BEGIN PROVIDED RECORDS

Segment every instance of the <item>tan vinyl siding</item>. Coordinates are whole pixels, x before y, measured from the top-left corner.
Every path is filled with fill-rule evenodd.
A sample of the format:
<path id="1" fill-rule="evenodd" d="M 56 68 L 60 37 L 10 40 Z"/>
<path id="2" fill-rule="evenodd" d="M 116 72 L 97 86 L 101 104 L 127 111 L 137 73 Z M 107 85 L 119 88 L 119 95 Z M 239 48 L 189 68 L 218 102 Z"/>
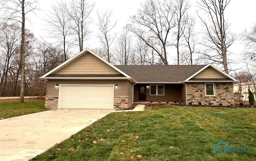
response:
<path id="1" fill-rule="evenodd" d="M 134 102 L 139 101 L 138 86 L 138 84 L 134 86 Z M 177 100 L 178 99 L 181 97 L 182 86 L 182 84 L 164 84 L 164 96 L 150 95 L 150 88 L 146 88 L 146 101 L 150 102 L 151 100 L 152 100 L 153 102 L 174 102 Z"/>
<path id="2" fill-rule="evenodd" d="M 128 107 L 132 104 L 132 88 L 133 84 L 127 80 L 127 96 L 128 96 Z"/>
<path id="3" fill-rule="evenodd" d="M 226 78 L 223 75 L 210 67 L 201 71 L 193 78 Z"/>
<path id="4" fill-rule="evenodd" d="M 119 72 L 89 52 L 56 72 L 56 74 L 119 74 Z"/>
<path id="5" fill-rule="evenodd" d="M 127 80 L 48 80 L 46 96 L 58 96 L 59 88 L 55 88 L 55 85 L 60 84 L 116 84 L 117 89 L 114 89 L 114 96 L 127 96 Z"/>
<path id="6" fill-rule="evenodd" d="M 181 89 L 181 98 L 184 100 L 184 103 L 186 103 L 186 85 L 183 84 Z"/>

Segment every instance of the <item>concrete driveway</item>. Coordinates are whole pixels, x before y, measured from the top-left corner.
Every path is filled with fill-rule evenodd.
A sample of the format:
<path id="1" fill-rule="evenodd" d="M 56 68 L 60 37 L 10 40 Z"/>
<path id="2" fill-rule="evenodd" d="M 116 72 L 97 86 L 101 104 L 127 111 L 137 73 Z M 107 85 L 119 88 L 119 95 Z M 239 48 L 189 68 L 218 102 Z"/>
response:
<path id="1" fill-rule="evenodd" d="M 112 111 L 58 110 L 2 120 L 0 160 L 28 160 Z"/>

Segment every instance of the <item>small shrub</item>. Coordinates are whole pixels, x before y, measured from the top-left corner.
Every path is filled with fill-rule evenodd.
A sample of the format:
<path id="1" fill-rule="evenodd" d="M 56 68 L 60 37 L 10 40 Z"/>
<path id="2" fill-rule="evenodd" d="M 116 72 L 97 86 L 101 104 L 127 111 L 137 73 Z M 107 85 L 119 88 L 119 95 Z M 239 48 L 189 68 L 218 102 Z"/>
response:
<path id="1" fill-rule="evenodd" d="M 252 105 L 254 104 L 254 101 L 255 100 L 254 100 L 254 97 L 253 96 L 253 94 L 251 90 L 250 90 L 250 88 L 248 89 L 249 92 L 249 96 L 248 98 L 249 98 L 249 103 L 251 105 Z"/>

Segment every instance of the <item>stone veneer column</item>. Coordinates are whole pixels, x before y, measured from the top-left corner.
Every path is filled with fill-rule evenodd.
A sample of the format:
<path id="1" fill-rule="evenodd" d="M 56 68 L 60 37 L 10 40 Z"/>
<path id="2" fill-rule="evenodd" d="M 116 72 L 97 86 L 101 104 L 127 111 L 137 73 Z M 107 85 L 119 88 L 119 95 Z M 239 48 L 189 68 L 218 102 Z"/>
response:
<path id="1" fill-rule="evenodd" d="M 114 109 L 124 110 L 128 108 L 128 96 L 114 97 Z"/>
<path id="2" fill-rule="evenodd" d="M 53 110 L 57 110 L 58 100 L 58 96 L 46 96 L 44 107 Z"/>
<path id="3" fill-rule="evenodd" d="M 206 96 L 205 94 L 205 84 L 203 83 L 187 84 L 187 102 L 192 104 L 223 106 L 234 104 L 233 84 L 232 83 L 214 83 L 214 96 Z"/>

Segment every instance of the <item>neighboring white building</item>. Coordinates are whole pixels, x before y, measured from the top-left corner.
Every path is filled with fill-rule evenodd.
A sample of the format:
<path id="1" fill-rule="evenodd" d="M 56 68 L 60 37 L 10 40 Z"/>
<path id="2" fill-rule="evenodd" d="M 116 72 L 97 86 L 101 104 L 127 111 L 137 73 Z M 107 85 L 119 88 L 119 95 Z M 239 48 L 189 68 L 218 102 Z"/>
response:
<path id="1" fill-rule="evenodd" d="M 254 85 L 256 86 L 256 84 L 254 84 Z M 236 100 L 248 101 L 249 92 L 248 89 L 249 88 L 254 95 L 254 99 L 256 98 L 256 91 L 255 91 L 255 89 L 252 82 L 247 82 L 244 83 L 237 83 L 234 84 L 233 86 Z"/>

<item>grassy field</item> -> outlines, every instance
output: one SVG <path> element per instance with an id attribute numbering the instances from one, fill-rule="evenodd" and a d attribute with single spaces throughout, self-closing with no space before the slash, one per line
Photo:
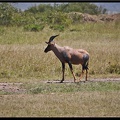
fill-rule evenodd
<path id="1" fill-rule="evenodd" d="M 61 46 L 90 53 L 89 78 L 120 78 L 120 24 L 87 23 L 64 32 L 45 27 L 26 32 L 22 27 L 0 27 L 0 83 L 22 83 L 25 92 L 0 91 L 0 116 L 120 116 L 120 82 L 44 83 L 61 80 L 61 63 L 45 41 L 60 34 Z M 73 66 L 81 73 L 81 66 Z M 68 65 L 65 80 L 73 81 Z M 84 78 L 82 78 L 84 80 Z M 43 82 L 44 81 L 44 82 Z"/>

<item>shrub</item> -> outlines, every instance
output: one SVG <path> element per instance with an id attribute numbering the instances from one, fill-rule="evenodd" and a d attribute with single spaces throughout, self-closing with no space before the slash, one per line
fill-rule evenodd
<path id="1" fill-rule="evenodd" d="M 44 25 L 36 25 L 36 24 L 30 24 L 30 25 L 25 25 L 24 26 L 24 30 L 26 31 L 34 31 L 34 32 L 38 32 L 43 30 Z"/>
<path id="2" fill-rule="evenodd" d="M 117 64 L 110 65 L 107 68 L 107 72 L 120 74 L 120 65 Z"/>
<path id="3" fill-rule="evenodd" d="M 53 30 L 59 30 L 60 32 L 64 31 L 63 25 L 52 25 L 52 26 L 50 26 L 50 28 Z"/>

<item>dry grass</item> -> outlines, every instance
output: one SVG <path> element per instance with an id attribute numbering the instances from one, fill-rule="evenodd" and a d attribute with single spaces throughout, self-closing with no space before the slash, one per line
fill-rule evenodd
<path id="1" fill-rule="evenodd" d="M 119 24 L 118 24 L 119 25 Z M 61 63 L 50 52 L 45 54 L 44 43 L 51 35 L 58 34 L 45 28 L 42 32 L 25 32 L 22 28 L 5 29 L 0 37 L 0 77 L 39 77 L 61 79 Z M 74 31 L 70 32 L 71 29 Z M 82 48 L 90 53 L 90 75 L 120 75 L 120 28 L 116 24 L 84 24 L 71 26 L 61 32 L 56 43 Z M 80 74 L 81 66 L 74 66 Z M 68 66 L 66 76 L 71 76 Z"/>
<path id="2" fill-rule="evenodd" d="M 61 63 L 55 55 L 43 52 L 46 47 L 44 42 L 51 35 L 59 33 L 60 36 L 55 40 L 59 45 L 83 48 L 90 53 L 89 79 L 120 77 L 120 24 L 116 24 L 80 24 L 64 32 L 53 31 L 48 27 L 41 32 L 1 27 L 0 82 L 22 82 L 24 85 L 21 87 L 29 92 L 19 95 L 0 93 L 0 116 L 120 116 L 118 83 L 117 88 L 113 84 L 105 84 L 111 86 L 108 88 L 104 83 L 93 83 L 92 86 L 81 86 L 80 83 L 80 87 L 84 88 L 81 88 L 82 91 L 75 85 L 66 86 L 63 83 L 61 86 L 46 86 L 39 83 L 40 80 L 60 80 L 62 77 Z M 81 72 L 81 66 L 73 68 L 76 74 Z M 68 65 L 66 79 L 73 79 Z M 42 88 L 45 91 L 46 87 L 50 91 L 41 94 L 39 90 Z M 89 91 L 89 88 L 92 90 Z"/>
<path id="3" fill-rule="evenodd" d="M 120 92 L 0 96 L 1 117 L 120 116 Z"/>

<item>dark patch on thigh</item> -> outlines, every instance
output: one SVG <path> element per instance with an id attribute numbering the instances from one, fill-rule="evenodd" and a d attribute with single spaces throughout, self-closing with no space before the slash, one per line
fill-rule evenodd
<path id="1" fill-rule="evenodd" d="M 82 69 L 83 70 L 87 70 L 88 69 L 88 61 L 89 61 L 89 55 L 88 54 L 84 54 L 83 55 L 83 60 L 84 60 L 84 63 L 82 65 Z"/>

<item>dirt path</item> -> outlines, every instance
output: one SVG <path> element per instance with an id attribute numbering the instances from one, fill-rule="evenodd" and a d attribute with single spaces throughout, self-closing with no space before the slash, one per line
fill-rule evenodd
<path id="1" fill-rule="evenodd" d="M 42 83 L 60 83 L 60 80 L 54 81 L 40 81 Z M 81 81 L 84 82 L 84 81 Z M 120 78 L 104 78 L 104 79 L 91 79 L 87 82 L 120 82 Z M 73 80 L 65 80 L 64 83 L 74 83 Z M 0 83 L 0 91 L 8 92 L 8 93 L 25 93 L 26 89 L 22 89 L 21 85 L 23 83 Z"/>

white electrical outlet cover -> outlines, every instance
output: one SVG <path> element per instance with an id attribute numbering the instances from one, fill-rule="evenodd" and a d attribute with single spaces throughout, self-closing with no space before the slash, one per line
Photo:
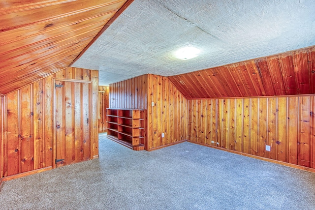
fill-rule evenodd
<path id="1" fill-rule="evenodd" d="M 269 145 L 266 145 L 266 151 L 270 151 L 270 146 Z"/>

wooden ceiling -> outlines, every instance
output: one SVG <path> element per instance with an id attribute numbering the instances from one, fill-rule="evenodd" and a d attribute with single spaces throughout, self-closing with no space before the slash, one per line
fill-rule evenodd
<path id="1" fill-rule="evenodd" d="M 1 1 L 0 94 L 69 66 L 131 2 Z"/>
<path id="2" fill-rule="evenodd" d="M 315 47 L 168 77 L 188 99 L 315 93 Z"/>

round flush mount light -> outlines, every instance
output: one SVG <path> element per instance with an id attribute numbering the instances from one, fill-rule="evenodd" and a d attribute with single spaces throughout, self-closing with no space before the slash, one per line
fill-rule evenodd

END PROVIDED RECORDS

● **WHAT THIS TASK INVOLVES**:
Render the stretch from the line containing "Segment every instance of the <item>concrete" through the line containing "252 105 L 254" as a two-column CSV with the header row instruction,output. Give one row per record, with its text and its answer each in a single quoted field and line breaks replaced by spaces.

● **SOLUTION TO THE EXERCISE**:
instruction,output
"Segment every instance of the <item>concrete driveway</item>. Coordinates are whole pixels, x before y, measured from the top-left corner. Every path is filled with fill-rule evenodd. A sample of the format: <path id=""1"" fill-rule=""evenodd"" d=""M 56 68 L 60 37 L 10 40 Z""/> <path id=""2"" fill-rule=""evenodd"" d=""M 116 72 L 97 86 L 101 104 L 127 111 L 137 73 Z M 107 85 L 119 88 L 119 95 Z M 239 48 L 189 68 L 218 102 Z""/> response:","<path id=""1"" fill-rule=""evenodd"" d=""M 112 111 L 58 110 L 2 120 L 0 160 L 28 160 Z""/>"
"Segment every instance of the <item>small shrub</item>. Coordinates are whole pixels, x before y, measured from the top-left corner. Every path is filled with fill-rule evenodd. A sample of the format: <path id=""1"" fill-rule=""evenodd"" d=""M 56 68 L 60 37 L 10 40 Z""/> <path id=""2"" fill-rule=""evenodd"" d=""M 116 72 L 97 86 L 101 104 L 127 111 L 137 73 Z M 107 85 L 119 88 L 119 95 Z M 239 48 L 189 68 L 218 102 Z""/> response:","<path id=""1"" fill-rule=""evenodd"" d=""M 252 105 L 254 104 L 254 101 L 255 100 L 254 100 L 254 97 L 253 96 L 253 94 L 251 90 L 250 90 L 250 88 L 248 89 L 249 92 L 249 96 L 248 98 L 249 98 L 249 103 L 251 105 Z""/>"